- Task A
Using the satellite receiver forum thread below, decide whether each statement agrees with it: (i) the 510 was obtained as a free receiver with a two-year commitment; (ii) the Dish-It-Up promo lets the customer own the receiver; (iii) the 811 and 301 came with a two-year contract obligation. Answer yes or no for each and quote the words of the thread that decide it.
- Task B
Write the next part of the satellite receiver forum thread below, picking up after its final post.

- Document segment
★ ★ ★ ★
Of course I still pay $5 a month for the three extra receiver's, but still seems like a cheap way to do it.


----------



## Bob Haller (Mar 24, 2002)

plus $5 a month for the DVR fee unless you have AEP


----------



## jrrdy1380 (Jun 27, 2003)

I got the 510 a year ago through a promo (free receiver w/2yr commitment plus paid $24.95 s/h). I think that the Dish-It-Up promo would be the best way to go since can get an upgrade of equipment but if you want to own the equipment then this promo would not be a good choice for you since the receiver is leased to you.

I have experienced minor problems w/ the 510 (mostly unpluging the unit or resetting the smart card resolves the problem). I really enjoy the DVR features...I often work nights and there are some programs that I can't watch and the 510 makes it easy for me to watch them when I get home or later on in the evening after I get some sleep.


----------



## chewey (Jul 28, 2004)

When I signed up for Dish, I got a 811 and 301 that I owned with a 1 year contract obligation. It sounds like your mom got a similar promo since they are not allowing her to just switch out the lease equipment.
★ ★ ★ ★
- Dataset extract
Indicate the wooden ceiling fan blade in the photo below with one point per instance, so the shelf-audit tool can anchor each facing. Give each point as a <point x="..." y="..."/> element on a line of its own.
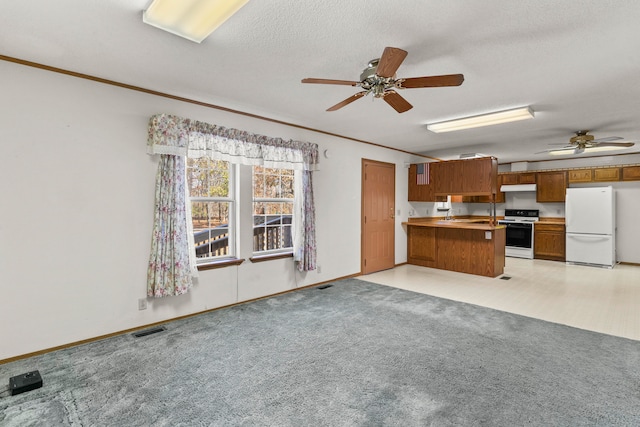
★ ★ ★ ★
- Reply A
(i) Yes: "free receiver w/2yr commitment plus paid $24.95 s/h"
(ii) No: "since the receiver is leased to you"
(iii) No: "I got a 811 and 301 that I owned with a 1 year contract obligation"

- Reply B
After I was signed up for about a month, I bought a 508 off of ebay and called dish and had them switch the 508 for the 301. You could by a 508 for your mom off of www.dishstore.net, one of this site's trusted sponsors, for $225, then then call dish to switch over receivers. She would at least save the $5 per month dvr fee and I'm sure the 80 record time would be plenty. Then to offset some of the cost for the receiver you could sell her old receiver on ebay.

That would be my suggestion, since it sounds like the cancellation fee is pretty hefty and she is already comfortable with Dish.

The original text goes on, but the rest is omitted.